Dataset entries
# # #

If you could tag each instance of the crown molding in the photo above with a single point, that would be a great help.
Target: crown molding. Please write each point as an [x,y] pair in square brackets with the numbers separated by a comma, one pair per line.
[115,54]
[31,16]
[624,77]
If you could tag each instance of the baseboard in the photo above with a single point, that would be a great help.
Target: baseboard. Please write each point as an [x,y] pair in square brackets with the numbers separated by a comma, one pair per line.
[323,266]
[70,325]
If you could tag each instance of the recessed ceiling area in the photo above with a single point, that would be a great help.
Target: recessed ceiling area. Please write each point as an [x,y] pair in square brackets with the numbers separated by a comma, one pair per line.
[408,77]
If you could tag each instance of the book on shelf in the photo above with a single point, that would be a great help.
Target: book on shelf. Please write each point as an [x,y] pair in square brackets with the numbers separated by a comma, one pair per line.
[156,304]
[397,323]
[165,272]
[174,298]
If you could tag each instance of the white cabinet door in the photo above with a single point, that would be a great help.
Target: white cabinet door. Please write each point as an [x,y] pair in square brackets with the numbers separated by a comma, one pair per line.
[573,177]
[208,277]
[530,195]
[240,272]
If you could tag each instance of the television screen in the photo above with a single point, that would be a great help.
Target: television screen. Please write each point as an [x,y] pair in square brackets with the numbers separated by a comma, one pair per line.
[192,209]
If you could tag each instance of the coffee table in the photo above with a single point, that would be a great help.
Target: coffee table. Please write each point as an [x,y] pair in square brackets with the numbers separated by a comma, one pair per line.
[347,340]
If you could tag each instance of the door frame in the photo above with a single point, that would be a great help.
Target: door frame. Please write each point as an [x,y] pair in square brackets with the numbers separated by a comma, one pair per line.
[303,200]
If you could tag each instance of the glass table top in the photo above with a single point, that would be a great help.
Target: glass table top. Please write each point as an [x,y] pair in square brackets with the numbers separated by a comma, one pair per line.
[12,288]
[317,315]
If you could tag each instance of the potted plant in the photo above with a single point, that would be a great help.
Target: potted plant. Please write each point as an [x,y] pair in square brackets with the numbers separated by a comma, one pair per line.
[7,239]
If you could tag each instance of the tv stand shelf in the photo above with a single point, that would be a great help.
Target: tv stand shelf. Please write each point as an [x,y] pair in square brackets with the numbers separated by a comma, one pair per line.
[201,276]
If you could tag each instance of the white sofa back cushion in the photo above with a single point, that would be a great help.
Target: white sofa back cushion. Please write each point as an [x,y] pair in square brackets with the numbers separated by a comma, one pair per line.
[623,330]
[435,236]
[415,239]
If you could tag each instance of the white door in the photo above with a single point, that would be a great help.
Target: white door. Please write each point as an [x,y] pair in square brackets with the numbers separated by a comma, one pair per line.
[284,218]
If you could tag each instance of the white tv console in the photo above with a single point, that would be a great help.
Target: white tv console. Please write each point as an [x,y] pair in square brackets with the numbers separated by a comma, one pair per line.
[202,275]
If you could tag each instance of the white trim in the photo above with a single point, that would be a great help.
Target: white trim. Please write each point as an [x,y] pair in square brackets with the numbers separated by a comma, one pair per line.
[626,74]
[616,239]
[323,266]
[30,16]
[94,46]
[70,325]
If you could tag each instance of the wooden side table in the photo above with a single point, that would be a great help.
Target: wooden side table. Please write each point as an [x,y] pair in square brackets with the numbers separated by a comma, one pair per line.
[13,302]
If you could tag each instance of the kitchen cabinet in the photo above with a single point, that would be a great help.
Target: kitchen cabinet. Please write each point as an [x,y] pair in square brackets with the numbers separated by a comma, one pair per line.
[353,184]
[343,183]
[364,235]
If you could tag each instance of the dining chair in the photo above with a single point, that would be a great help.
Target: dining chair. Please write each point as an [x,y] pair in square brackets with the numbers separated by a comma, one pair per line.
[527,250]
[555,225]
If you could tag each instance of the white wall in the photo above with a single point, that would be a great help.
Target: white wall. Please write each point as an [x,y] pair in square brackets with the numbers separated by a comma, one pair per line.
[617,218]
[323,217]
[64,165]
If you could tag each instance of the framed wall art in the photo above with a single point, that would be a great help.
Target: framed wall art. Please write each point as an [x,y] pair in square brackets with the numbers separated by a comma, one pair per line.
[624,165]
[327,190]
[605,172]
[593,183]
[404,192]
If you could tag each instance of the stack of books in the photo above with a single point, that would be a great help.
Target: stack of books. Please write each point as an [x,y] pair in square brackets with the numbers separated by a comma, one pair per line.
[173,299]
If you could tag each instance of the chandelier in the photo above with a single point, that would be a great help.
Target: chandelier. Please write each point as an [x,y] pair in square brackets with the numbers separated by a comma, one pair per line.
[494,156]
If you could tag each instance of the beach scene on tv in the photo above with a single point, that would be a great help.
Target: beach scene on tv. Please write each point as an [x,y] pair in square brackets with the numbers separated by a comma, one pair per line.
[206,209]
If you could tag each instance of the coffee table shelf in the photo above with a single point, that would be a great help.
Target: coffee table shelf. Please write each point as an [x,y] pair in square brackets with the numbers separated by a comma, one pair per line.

# # #

[TASK]:
Could you rewrite the data from the line containing "If you could tag each instance of the coffee table shelf" through the end of the data, with "coffee table shelf" replaced by "side table shelf" and everything else kept the same?

[ANSWER FOR THE TASK]:
If you could tag each instance of the side table shelf in the photo above with a single point, that would be a great help.
Target: side table shelf. Please write each point as an [x,y] pair in square brackets with the numbers separated by a comma, one pair per line.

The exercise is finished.